## Work instructions
Wherever "motor" turns up in the entries, copy out the line that holds it.
==========
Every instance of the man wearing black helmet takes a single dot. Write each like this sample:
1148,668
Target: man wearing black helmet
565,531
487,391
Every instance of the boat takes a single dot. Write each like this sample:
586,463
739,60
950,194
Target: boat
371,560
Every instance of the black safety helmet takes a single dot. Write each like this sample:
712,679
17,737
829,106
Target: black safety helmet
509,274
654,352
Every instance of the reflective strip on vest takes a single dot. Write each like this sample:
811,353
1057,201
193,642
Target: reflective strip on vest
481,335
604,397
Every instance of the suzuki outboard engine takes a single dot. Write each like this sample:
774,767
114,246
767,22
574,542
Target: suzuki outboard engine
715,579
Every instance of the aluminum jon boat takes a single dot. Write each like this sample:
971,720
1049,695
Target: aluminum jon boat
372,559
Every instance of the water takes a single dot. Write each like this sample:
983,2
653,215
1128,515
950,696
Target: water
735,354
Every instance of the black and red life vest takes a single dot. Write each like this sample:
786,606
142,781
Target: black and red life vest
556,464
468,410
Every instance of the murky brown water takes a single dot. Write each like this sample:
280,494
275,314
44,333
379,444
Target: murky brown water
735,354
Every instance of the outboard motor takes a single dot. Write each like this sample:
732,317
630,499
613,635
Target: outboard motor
==========
## Exercise output
Every instance of the outboard motor takes a single dot. Write each like this sample:
Target: outboard motor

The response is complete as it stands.